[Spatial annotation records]
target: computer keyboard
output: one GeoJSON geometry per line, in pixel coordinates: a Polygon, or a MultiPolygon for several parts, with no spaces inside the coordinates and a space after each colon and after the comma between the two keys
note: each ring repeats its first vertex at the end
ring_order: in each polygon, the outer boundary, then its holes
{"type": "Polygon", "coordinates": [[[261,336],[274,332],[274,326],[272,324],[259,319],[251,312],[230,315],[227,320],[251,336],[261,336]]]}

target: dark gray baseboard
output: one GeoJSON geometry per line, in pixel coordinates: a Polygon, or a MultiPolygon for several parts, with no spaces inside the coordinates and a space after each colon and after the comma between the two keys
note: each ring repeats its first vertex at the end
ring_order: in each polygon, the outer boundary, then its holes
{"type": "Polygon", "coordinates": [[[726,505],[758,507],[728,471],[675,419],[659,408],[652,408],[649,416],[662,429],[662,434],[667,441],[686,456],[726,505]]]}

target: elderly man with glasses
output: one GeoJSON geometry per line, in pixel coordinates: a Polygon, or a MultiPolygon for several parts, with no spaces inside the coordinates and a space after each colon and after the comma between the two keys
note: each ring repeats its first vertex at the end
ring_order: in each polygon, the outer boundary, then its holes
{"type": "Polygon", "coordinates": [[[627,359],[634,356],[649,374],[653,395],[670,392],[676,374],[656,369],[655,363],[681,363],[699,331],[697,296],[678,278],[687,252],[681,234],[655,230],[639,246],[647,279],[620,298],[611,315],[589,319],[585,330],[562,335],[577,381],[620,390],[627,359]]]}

Task details: Reproduce every line of the items above verbatim, without altering a single character.

Completed exercise:
target: computer keyboard
output: one GeoJSON geometry per line, in pixel coordinates: a Polygon, or a MultiPolygon for several parts, with no spaces inside the coordinates and a space after each colon and after the comma between the two keys
note: each ring repeats its first vertex at the end
ring_order: in each polygon, the outer boundary, then its holes
{"type": "Polygon", "coordinates": [[[261,336],[274,332],[274,326],[272,324],[259,319],[251,312],[230,315],[227,320],[251,336],[261,336]]]}

target: dark gray baseboard
output: one GeoJSON geometry per line, in pixel coordinates: a Polygon, or a MultiPolygon for several parts, with no spaces inside the coordinates and a space after each colon and after the comma between the two keys
note: each ring repeats its first vertex at the end
ring_order: in each polygon, the outer boundary, then its holes
{"type": "Polygon", "coordinates": [[[726,505],[758,507],[728,471],[675,419],[659,408],[652,408],[649,416],[662,429],[662,434],[667,441],[686,456],[726,505]]]}

target: elderly man with glasses
output: one GeoJSON geometry per line, in pixel coordinates: a Polygon, or a MultiPolygon for several parts, with no spaces inside the coordinates and a space after each colon and after the comma between the two keys
note: each ring repeats its first vertex at the end
ring_order: in each polygon, the outer boundary, then its holes
{"type": "Polygon", "coordinates": [[[627,359],[634,356],[649,374],[653,395],[670,392],[676,374],[656,369],[655,363],[681,363],[699,331],[697,296],[678,278],[687,252],[681,234],[655,230],[639,246],[647,279],[620,298],[611,315],[589,319],[585,330],[562,335],[577,381],[620,390],[627,359]]]}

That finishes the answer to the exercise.